Um grupo de especialistas independentes da Organização das Nações Unidas (ONU) publicou, nesta quinta-feira (17), um relatório no qual pede que militares do Peru processados ou denunciados por violações dos direitos humanos em casos relacionados ao conflito armado que atingiu o país de 1980 a 2000 não sejam anistiados. A manifestação vem na esteira da aprovação de uma lei pelo Congresso peruano que concede anistia a esses agentes pelos crimes cometidos no período.
“A legislação proposta impediria o processo criminal e a condenação de indivíduos que cometeram graves violações de direitos humanos durante o conflito armado interno do Peru. Isso colocaria o Estado em claro descumprimento de suas obrigações perante o direito internacional”, afirma o grupo de especialistas.

DADOS FORNECIDOS:
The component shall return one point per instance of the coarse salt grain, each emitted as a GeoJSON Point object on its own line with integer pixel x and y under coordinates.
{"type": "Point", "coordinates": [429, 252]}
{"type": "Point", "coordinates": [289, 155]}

ITEM DA TAREFA A: Indique se cada afirmação concorda com o trecho, respondendo sim ou não e citando literalmente as palavras decisivas: (i) o relatório foi publicado numa quinta-feira; (ii) o relatório pede que os militares sejam anistiados; (iii) a lei de anistia foi aprovada pelo Congresso peruano.
ITEM DA TAREFA B: Transcreva do trecho, sem nenhuma alteração, a parte que começa em "Um grupo de" e termina em "cometidos no período.".
Responda com base apenas no trecho.

RESPOSTA ESCRITA A:
(i) Sim: "publicou, nesta quinta-feira (17), um relatório".
(ii) Não: "pede que militares do Peru processados ou denunciados por violações dos direitos humanos em casos relacionados ao conflito armado que atingiu o país de 1980 a 2000 não sejam anistiados".
(iii) Sim: "aprovação de uma lei pelo Congresso peruano que concede anistia a esses agentes".

RESPOSTA ESCRITA B:
Um grupo de especialistas independentes da Organização das Nações Unidas (ONU) publicou, nesta quinta-feira (17), um relatório no qual pede que militares do Peru processados ou denunciados por violações dos direitos humanos em casos relacionados ao conflito armado que atingiu o país de 1980 a 2000 não sejam anistiados. A manifestação vem na esteira da aprovação de uma lei pelo Congresso peruano que concede anistia a esses agentes pelos crimes cometidos no período.